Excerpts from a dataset
☆ ☆ ☆

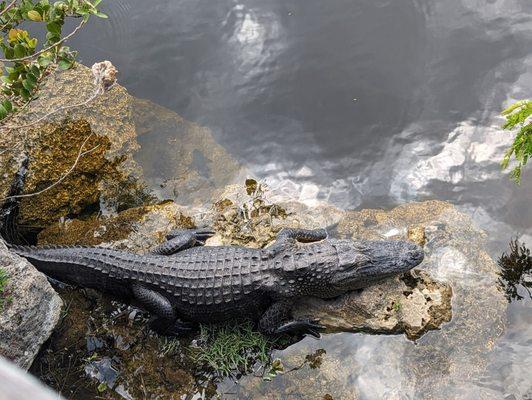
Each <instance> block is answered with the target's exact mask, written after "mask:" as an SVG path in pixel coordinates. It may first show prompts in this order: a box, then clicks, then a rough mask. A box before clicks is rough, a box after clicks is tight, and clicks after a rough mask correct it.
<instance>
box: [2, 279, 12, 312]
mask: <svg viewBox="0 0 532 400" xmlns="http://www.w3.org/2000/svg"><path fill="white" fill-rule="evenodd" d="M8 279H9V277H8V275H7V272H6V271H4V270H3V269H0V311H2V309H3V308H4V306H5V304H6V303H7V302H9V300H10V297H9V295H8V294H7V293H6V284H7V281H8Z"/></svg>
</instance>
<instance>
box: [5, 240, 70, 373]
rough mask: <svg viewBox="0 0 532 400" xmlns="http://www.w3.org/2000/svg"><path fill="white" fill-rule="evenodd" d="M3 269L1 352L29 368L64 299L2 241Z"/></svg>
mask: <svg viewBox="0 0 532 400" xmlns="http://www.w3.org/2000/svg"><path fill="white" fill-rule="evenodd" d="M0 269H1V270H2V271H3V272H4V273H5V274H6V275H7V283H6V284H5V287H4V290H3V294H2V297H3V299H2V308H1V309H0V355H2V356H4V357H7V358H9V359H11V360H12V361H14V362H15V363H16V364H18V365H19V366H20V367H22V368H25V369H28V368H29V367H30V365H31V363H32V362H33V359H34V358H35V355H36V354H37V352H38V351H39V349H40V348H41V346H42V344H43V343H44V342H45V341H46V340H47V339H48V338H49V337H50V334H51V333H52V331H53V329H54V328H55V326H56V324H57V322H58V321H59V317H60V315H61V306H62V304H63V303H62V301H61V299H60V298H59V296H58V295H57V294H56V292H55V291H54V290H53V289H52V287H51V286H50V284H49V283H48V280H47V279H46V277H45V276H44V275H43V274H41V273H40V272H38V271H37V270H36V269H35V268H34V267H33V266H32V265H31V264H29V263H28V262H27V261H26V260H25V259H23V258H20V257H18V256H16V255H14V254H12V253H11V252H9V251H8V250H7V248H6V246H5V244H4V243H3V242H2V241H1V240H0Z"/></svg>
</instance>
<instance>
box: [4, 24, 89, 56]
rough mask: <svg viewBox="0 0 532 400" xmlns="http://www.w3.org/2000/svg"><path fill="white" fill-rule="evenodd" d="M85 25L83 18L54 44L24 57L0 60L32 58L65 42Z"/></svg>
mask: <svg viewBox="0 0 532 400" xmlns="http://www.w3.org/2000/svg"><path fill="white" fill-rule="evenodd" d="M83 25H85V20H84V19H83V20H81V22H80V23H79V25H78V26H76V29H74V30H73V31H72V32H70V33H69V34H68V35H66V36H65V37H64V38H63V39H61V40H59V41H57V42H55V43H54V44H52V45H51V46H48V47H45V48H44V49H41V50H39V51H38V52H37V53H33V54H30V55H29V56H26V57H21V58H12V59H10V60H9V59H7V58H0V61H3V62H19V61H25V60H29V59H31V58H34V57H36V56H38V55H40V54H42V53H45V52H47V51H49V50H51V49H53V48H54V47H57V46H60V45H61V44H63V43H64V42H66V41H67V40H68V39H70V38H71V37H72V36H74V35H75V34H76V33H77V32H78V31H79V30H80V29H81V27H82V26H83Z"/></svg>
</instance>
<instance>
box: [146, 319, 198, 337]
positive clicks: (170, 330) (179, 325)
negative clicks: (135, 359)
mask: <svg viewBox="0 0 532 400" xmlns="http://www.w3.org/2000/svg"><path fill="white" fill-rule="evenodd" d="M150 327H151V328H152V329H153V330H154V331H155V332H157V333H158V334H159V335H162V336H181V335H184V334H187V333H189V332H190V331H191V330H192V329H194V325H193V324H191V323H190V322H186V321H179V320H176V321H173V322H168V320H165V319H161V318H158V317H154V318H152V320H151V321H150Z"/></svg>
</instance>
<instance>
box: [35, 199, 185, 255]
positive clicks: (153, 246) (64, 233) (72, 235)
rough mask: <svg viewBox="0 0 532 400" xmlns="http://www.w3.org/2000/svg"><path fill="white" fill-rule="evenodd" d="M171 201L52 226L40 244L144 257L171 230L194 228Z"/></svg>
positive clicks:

☆ ☆ ☆

- _AIM OF THE EXERCISE_
From the data above, output only the lines between the line containing "box: [5, 240, 70, 373]" and the line containing "box: [4, 24, 89, 56]", inclusive, exactly as written.

- _RESPONSE TO THE TASK_
box: [5, 240, 70, 373]
rough mask: <svg viewBox="0 0 532 400" xmlns="http://www.w3.org/2000/svg"><path fill="white" fill-rule="evenodd" d="M3 269L1 352L29 368L64 299L2 241Z"/></svg>
mask: <svg viewBox="0 0 532 400" xmlns="http://www.w3.org/2000/svg"><path fill="white" fill-rule="evenodd" d="M0 269H1V270H2V271H3V272H4V273H5V274H6V275H7V283H6V284H5V287H4V290H3V294H2V297H3V299H2V308H1V309H0V355H2V356H4V357H7V358H9V359H11V360H12V361H14V362H15V363H16V364H18V365H19V366H20V367H22V368H25V369H28V368H29V367H30V365H31V363H32V362H33V359H34V358H35V355H36V354H37V352H38V351H39V349H40V348H41V346H42V344H43V343H44V342H45V341H46V340H47V339H48V338H49V337H50V334H51V333H52V331H53V329H54V328H55V326H56V324H57V322H58V321H59V317H60V315H61V306H62V304H63V303H62V301H61V299H60V298H59V296H58V295H57V294H56V292H55V291H54V290H53V289H52V287H51V286H50V284H49V283H48V280H47V279H46V277H45V276H44V275H43V274H41V273H40V272H38V271H37V270H36V269H35V268H34V267H33V266H32V265H31V264H29V263H28V262H27V261H26V260H25V259H23V258H20V257H18V256H16V255H14V254H12V253H11V252H9V251H8V250H7V248H6V246H5V244H4V243H3V242H2V241H1V240H0Z"/></svg>
</instance>
<instance>
box: [4, 24, 89, 56]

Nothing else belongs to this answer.